[Written problem]:
Reproduce exactly, with no other output, every line of the data below from the line containing "[point] at the roadside" to the end, inclusive.
----
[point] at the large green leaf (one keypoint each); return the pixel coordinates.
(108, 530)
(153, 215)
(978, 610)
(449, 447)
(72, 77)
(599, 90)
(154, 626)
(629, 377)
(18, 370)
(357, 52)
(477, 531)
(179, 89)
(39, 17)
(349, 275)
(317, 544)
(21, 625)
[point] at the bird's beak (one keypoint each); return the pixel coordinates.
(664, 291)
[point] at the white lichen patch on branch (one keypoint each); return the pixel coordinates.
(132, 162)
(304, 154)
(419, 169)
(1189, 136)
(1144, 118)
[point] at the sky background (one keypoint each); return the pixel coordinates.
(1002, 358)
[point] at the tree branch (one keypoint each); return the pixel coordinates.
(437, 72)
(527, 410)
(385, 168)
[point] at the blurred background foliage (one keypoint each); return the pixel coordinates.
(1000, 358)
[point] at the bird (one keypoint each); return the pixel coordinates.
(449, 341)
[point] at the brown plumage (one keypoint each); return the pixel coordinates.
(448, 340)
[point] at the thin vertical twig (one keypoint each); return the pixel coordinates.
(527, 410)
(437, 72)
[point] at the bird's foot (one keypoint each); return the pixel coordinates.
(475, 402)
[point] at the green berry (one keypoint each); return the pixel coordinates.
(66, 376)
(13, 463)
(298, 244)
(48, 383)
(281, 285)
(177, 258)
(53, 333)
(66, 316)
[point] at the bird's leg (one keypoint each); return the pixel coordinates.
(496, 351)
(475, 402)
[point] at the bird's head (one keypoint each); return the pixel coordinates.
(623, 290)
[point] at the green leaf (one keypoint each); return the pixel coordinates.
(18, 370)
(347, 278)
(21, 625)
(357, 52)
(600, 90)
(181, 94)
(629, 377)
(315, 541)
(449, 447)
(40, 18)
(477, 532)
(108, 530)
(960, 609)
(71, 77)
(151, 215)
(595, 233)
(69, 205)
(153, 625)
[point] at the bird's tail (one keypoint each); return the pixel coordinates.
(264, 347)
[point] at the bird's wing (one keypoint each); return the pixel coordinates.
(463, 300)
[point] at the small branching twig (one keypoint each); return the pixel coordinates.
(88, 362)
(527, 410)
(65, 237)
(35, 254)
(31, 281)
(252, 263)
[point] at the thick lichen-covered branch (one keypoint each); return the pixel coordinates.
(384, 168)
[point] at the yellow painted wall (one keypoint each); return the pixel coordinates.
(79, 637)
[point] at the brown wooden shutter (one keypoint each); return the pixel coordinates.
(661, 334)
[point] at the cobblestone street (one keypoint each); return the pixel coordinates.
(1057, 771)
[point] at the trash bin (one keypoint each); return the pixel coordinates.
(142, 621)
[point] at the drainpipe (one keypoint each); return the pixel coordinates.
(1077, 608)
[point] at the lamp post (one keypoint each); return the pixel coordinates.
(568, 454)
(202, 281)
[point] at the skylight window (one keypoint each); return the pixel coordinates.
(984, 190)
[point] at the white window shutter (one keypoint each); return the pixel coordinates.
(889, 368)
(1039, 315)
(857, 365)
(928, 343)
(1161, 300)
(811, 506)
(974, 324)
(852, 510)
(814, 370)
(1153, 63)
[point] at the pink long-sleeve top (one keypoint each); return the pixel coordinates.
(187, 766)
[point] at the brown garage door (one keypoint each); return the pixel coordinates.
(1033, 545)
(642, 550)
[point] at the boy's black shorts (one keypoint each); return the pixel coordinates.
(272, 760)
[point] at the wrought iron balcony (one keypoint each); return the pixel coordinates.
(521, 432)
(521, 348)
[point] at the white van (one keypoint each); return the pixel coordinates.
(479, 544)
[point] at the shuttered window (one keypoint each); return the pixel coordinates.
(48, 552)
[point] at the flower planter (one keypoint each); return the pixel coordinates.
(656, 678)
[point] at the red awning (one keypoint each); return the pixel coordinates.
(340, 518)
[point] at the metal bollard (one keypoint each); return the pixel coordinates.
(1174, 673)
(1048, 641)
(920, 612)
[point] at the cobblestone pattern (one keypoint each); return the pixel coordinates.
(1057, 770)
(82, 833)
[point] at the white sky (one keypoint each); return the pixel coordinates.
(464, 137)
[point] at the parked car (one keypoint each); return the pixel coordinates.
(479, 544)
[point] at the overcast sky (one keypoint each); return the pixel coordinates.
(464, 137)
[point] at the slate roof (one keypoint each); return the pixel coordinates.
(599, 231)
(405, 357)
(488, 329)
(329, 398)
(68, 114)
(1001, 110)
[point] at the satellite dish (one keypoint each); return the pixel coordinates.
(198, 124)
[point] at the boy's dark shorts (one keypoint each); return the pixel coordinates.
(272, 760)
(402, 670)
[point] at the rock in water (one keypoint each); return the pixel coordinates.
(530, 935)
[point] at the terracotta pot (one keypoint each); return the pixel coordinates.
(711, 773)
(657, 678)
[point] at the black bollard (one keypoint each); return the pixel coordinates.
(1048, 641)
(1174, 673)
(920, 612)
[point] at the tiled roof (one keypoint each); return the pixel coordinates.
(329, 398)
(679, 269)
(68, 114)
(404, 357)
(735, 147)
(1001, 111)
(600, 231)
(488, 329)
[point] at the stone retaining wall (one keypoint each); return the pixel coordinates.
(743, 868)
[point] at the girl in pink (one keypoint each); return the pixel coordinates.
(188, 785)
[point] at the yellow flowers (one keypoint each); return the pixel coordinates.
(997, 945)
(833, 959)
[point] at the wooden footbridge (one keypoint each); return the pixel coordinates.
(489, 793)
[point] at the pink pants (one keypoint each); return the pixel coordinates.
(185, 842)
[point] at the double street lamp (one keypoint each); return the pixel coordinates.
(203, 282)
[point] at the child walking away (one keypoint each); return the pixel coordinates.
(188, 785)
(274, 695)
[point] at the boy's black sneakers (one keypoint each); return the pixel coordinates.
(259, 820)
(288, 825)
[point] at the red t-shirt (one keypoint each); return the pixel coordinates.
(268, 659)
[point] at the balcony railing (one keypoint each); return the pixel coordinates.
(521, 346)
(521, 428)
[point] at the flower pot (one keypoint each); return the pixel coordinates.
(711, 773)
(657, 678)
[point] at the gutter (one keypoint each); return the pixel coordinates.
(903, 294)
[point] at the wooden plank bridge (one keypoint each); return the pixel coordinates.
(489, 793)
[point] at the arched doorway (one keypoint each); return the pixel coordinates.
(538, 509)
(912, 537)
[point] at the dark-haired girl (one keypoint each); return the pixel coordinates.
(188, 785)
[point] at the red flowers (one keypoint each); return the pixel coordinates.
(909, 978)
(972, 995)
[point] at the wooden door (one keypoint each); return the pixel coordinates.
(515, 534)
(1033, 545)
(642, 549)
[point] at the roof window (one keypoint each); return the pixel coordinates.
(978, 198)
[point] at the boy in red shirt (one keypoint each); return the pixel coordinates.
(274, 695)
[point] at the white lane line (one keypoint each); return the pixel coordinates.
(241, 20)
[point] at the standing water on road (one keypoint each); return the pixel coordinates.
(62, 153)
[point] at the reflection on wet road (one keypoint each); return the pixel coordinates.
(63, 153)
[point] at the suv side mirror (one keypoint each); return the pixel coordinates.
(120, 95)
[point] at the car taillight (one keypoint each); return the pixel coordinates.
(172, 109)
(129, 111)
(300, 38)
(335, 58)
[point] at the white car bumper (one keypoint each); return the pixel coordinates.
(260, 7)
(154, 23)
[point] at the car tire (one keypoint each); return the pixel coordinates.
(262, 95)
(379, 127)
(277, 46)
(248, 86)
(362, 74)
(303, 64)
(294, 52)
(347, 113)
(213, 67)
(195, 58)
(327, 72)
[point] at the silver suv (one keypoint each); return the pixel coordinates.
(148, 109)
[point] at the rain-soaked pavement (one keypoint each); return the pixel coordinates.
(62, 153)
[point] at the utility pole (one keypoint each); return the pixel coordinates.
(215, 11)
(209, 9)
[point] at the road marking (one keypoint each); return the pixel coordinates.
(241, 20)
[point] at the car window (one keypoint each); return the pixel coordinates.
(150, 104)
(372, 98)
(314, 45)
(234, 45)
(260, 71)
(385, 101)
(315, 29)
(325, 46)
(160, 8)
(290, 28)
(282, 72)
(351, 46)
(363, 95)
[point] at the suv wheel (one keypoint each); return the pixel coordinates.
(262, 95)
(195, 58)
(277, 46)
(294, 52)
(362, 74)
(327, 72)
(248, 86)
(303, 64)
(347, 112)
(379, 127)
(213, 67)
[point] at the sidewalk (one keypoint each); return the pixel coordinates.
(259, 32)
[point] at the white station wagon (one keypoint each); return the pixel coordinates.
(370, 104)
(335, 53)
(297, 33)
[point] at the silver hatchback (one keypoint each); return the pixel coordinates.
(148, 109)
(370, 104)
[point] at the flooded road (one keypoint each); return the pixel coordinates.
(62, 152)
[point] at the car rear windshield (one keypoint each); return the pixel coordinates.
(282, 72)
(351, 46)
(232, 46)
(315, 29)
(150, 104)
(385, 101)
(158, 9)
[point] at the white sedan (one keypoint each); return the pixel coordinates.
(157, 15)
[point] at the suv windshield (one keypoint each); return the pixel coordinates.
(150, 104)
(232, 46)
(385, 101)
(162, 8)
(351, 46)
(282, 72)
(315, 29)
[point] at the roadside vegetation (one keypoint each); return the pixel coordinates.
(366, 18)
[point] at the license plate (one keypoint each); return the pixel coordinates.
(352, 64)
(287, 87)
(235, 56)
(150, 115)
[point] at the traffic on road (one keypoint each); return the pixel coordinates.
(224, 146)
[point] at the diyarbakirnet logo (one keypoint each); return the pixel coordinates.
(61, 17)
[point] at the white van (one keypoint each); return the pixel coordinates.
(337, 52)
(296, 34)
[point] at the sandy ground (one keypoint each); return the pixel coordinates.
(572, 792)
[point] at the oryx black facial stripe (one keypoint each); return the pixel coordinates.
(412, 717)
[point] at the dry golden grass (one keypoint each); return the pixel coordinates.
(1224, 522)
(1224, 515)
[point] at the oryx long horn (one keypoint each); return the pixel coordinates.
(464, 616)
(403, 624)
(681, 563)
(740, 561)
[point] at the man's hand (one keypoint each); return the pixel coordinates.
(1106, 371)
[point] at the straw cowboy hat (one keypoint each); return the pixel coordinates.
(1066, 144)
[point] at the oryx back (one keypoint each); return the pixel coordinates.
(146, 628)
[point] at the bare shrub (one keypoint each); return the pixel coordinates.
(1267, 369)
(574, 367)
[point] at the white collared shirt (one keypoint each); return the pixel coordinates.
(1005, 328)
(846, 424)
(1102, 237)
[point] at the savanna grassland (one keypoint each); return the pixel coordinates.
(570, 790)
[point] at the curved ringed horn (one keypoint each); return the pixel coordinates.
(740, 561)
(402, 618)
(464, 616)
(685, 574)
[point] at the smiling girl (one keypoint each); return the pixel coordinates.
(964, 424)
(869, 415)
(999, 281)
----
[Solution to this problem]:
[point] at the roadside vegetation (one keypoint each); return the pixel coordinates.
(366, 18)
[point] at the license plate (one keypoint each); return the pixel coordinates.
(352, 64)
(287, 87)
(235, 56)
(150, 115)
[point] at the traffic on road (one keypoint each); return the pixel coordinates.
(224, 146)
[point] at the diyarbakirnet logo (one keypoint each); return the pixel coordinates.
(61, 17)
[point] at the white van (one keypoint each); return the pixel coordinates.
(337, 52)
(296, 34)
[point] at the sandy ground (one keypoint each); return the pixel coordinates.
(572, 792)
[point] at the oryx black facial stripe (one keypoint each); return the pixel coordinates.
(412, 717)
[point] at the dry golden grass (one keypoint each); return the pixel coordinates.
(1224, 522)
(1224, 515)
[point] at the oryx long horn (one keypoint each); return the pixel coordinates.
(464, 616)
(403, 624)
(681, 563)
(740, 561)
[point] at the man's hand (one keypoint each); return the pixel coordinates.
(1106, 371)
[point] at the straw cowboy hat (one keypoint each); return the pixel coordinates.
(1066, 144)
[point] at the oryx back (one keypoint each); return the pixel coordinates.
(146, 628)
[point] at the bare shrub (one keypoint each); return the pixel coordinates.
(1267, 369)
(574, 367)
[point] at the white collared shirt (one keypoint each); return the pixel coordinates.
(1005, 328)
(846, 424)
(1102, 237)
[point] at the savanna grassland (one keypoint each); return the pixel coordinates.
(570, 790)
[point] at the curved ringed horn (one keypoint each); return the pixel coordinates.
(740, 561)
(402, 618)
(464, 616)
(685, 574)
[point] at the smiling girl (one keypoint each); return the pixel coordinates.
(964, 424)
(869, 415)
(999, 281)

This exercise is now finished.